■ WHAT IS BEING ASKED:
Write out the rows below word for word, leaving out the pictures.

═════ MATERIALS PROVIDED

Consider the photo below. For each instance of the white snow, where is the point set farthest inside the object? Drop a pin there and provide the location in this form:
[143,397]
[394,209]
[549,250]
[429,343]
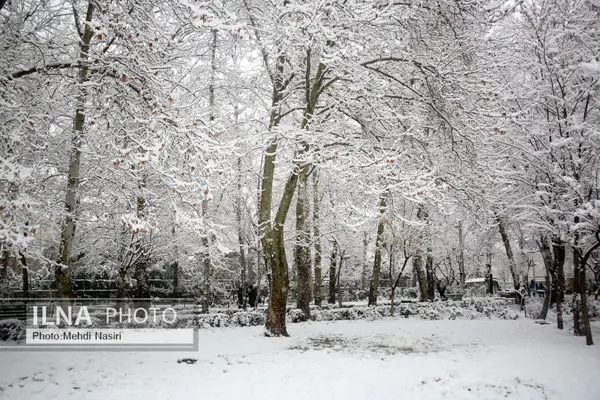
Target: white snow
[384,359]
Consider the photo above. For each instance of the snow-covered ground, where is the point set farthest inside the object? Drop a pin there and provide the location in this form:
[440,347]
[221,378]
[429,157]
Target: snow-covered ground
[383,359]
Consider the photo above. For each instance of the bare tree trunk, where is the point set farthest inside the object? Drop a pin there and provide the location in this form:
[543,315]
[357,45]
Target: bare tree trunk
[205,240]
[582,293]
[364,278]
[421,276]
[302,248]
[461,257]
[430,276]
[509,252]
[206,263]
[25,273]
[558,248]
[332,274]
[317,239]
[67,233]
[374,288]
[275,249]
[238,214]
[488,273]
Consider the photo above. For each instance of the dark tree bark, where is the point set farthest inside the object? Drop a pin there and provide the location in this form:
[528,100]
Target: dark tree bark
[582,291]
[61,273]
[430,276]
[558,248]
[462,276]
[302,249]
[421,277]
[509,252]
[317,240]
[374,288]
[332,273]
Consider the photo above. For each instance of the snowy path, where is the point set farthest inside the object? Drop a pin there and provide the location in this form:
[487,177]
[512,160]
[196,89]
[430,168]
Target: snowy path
[389,359]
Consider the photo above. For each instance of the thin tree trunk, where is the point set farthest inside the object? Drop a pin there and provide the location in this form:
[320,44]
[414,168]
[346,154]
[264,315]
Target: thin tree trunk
[461,257]
[583,294]
[374,288]
[317,240]
[206,264]
[421,276]
[238,214]
[509,253]
[67,234]
[302,247]
[558,248]
[430,276]
[332,273]
[488,273]
[25,272]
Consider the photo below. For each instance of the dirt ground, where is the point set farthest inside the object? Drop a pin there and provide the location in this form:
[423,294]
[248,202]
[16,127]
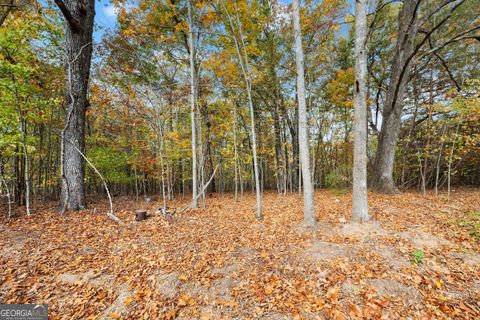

══════════

■ CORRECT RESPONSE:
Consider the photo below. For each instance of the white snow, where is the point set farthest inside the object? Drop a pin there and provide the location in this form:
[143,397]
[394,209]
[549,250]
[429,343]
Target: white snow
[384,359]
Consider the photo above. For each instance of the snow-covered ground, where is the point set farthest inside the object? Drop a pin there and provide the location in this form:
[440,347]
[221,378]
[429,157]
Target: snow-covered ground
[383,359]
Consider the photo above. For each instance of the bare tree trunk, where is the point set farthest inside the object? Drop a pin there and provide the location in this form:
[543,315]
[357,45]
Target: bare tree trunk
[205,240]
[582,293]
[364,278]
[421,276]
[302,248]
[461,257]
[430,276]
[509,252]
[206,263]
[25,273]
[558,248]
[332,274]
[317,239]
[67,233]
[374,288]
[275,249]
[238,214]
[488,273]
Consider the photo above. For each instance of the dark tree bark, where is the point set farthest inside the object? Drop a pin there and provide the location in this form:
[528,100]
Target: dark tree bark
[582,291]
[61,273]
[430,276]
[558,248]
[462,276]
[302,249]
[421,277]
[509,252]
[317,240]
[374,288]
[332,273]
Consider the photo above. For each instance of the snowy path, where is the point set farthest inside the object? Drop a pin there and provide the location in this form:
[487,177]
[512,160]
[196,89]
[430,168]
Target: snowy path
[389,359]
Consider the photo above. For each instance of the thin tree trunk, where is the point set farthest inside the object? Drop a pin there and provide the location in this form:
[320,44]
[414,168]
[346,154]
[264,315]
Target: thin tree trunk
[461,257]
[583,294]
[374,288]
[317,240]
[206,264]
[421,276]
[238,214]
[509,253]
[67,234]
[302,247]
[558,248]
[430,276]
[332,273]
[488,273]
[25,272]
Consider the photo below. For each instance of the dirt ground, where is the point set farthest inside the object? Drop a pin there and provide the location in this form:
[423,294]
[248,202]
[16,127]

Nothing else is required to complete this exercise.